=== Section Start ===

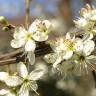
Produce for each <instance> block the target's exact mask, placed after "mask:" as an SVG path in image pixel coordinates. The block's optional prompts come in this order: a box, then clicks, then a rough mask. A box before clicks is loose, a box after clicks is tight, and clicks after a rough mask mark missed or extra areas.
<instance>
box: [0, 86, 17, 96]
mask: <svg viewBox="0 0 96 96" xmlns="http://www.w3.org/2000/svg"><path fill="white" fill-rule="evenodd" d="M0 96H17V95H16V92H15V88H9V89H1V90H0Z"/></svg>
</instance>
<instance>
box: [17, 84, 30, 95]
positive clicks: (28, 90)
mask: <svg viewBox="0 0 96 96" xmlns="http://www.w3.org/2000/svg"><path fill="white" fill-rule="evenodd" d="M19 96H29V90H28V88H27V87H26V85H25V84H23V85H22V86H21V88H20V91H19Z"/></svg>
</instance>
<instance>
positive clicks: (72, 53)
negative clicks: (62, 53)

=== Section End ===

Exercise requirements: Write out all of the material above verbatim, but omit the pictures.

Finished task:
Produce for each <instance> block the target's exact mask, placed after "mask:" as an SVG path in image pixel coordinates. The block's optional prompts come in this order: a box, then clicks, then a rough mask. A box before clicks is loose, a box after clicks is tight, and clicks after a rough mask mark missed or extra areas.
<instance>
box: [0, 86, 17, 96]
mask: <svg viewBox="0 0 96 96" xmlns="http://www.w3.org/2000/svg"><path fill="white" fill-rule="evenodd" d="M0 96H17V95H16V92H15V88H9V89H1V90H0Z"/></svg>
</instance>
<instance>
box: [17, 84, 30, 95]
positive clicks: (28, 90)
mask: <svg viewBox="0 0 96 96" xmlns="http://www.w3.org/2000/svg"><path fill="white" fill-rule="evenodd" d="M19 96H29V90H28V88H27V87H26V85H25V84H23V85H22V86H21V88H20V91H19Z"/></svg>
</instance>
<instance>
positive clicks: (72, 53)
negative clicks: (62, 53)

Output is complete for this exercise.